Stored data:

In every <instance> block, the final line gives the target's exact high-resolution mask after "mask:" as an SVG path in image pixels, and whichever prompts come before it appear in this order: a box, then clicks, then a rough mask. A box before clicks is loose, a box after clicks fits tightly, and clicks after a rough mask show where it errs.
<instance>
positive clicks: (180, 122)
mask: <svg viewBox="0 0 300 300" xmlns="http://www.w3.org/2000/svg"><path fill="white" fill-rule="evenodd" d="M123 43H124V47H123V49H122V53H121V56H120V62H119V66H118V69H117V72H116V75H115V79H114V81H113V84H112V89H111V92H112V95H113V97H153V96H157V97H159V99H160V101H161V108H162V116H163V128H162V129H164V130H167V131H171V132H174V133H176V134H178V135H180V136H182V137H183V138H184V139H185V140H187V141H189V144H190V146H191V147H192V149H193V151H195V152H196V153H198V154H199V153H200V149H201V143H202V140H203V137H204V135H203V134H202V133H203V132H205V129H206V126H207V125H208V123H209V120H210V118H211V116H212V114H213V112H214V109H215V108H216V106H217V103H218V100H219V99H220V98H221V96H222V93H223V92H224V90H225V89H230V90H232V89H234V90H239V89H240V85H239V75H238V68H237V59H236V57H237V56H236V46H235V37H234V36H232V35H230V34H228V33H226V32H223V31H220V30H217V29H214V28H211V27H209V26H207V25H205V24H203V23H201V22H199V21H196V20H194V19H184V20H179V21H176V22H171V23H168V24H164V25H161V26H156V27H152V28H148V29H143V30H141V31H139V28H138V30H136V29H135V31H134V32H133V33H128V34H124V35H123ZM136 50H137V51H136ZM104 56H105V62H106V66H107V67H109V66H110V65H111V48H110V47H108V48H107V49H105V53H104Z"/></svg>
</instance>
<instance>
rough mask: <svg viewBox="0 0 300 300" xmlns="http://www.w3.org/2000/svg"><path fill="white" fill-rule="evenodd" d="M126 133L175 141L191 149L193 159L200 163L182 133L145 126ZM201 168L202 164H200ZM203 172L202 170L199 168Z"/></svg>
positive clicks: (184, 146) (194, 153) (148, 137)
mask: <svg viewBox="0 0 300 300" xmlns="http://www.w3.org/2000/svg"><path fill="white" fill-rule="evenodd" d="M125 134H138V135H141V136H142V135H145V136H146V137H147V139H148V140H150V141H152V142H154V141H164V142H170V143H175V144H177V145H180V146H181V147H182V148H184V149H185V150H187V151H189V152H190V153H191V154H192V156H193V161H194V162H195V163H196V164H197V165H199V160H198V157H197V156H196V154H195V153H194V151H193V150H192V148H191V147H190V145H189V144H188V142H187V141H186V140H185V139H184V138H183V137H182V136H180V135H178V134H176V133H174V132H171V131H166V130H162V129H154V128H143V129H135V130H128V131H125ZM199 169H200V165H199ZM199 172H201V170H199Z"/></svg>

* Task prompt
The answer must be the lines from the one containing "rough mask: <svg" through the last line of the records, copied exactly, with nothing else.

* Solution to this exercise
rough mask: <svg viewBox="0 0 300 300" xmlns="http://www.w3.org/2000/svg"><path fill="white" fill-rule="evenodd" d="M126 133L175 141L191 149L193 159L200 163L182 133L145 126ZM201 168L202 164H200ZM203 172L202 170L199 168Z"/></svg>
positive clicks: (184, 146) (194, 153) (148, 137)
mask: <svg viewBox="0 0 300 300" xmlns="http://www.w3.org/2000/svg"><path fill="white" fill-rule="evenodd" d="M125 134H138V135H141V136H142V135H145V136H146V137H147V139H148V140H150V141H152V142H154V141H164V142H170V143H175V144H177V145H180V146H181V147H182V148H184V149H185V150H187V151H189V152H190V153H191V154H192V156H193V161H194V162H195V163H196V164H197V165H199V160H198V157H197V156H196V154H195V153H194V151H193V150H192V148H191V147H190V145H189V144H188V142H187V141H186V140H185V139H184V138H183V137H182V136H180V135H178V134H176V133H174V132H171V131H166V130H162V129H154V128H143V129H135V130H128V131H125ZM199 169H200V165H199ZM199 172H201V170H199Z"/></svg>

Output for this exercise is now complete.